**Verilen Alıntı:**

◇ ◇ ◇ ◇

Dünyamızda emperyalist savaş tehlikesi hergün artıyor. Bunun öncülügünü en başta Amerikan başkanı Trump çekiyor. Hergün ardı ardına bir fitili ateşliyor. Bir gurup yeni emperyalistin ortaya çıkması ile birlikte, emperyalistler arası çelişkiler büyüyor. Hızlı değişimler, kurulan yeni ortaklıklar çoğu zaman insanların kimin dost, kimin düşman olduğunu görmesini zorlaştırıyor. Bütün emperyalistlere karşı mücadele edecek ve yine proleterya enternasyonalizminin bayrağını şövenist, nasyonalist veya sosyal şöven propagandalara karşı yükseltecek yeni bir barış hareketine acilen ihtiyaç vardır ve bu görev bizim önümüzde duran en önemli görevlerden bir tanesidir.
Biz devrimcileri büyük görevler beklediği gibi, önümüzde bizi bekleyen büyük olanak ve imkanlar da var. Tabi ki bu görevleri yerine getirmek için doğmatizmden uzak durmalıyız, yaptıklarımızı yeterli görüp, yerimizde saymamalıyız, bilakis çağımızın ve dönemimizin devrimci görev ve işlerini yapabilmek için kendimizi değiştirmek ve geliştirmek zorundayız.
Bundan 100 yıl önce Almanya da Kasım devrimi gerçekleşti. Kaiser kovuldu. Bu devrim işçiler ve geniş kitleler için günde sekiz saat çalışma ve kadınlara oy kullanma hakkını gibi önemli kazanımlar sağladı. Fakat Rus Ekim Devriminin ateşini daha da ileriye taşımak, uluslararası devrimi Almanya da sosyalist bir devrim ile daha da güçlü kılmak gibi öenmli bir görevi ne yazık ki yerine getirememiştir. Ne yazık ki devrimciler Sosyal demokratlardan kopuşu çok sonraları gercekleştirmiş ve komunist partinin inşasına başlamışlardır. Ülkede devrimin objektif durumu oluşmuş, fakat devrimci kitleler içinde örgütlenmiş Marksist Leninist bir parti yokluğu kendisini göstermişti.

◇ ◇ ◇ ◇

**Nesne ana hat açıklamaları:**
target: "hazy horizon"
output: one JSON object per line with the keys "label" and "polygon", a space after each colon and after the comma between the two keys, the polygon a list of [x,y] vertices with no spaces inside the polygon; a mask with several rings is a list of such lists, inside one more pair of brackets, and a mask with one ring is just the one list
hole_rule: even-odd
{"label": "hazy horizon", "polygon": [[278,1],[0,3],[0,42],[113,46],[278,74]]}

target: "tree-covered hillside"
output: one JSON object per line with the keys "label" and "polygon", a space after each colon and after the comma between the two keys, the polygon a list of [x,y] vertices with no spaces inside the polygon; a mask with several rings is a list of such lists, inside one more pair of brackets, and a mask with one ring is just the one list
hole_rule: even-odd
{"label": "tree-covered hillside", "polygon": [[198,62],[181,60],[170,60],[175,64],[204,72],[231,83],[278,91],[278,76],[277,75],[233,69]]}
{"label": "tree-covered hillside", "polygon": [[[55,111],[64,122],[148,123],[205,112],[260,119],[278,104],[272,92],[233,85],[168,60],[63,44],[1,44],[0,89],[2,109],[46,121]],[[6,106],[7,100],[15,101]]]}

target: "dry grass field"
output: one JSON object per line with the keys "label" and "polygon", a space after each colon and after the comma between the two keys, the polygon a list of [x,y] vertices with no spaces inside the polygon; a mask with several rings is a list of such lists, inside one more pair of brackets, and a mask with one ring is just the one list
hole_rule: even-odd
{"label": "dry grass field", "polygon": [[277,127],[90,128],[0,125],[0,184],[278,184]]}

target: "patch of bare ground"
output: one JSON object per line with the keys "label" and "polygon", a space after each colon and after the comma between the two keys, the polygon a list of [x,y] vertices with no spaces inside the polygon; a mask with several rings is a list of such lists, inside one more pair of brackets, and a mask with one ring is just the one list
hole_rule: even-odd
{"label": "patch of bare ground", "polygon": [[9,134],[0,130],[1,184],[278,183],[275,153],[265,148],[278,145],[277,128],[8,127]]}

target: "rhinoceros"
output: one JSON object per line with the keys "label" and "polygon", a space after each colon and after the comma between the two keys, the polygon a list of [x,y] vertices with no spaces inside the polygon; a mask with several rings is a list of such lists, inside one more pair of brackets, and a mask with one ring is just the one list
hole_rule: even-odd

◇ ◇ ◇ ◇

**Amaç:** Lütfen yukarıdaki alıntıda "Biz devrimcileri büyük" sözcükleriyle başlayıp "ve geliştirmek zorundayız." sözcüklerine kadar inen bölümün tamamını birebir alıntılayın.

**Problemin Yanıtı:**
Biz devrimcileri büyük görevler beklediği gibi, önümüzde bizi bekleyen büyük olanak ve imkanlar da var. Tabi ki bu görevleri yerine getirmek için doğmatizmden uzak durmalıyız, yaptıklarımızı yeterli görüp, yerimizde saymamalıyız, bilakis çağımızın ve dönemimizin devrimci görev ve işlerini yapabilmek için kendimizi değiştirmek ve geliştirmek zorundayız.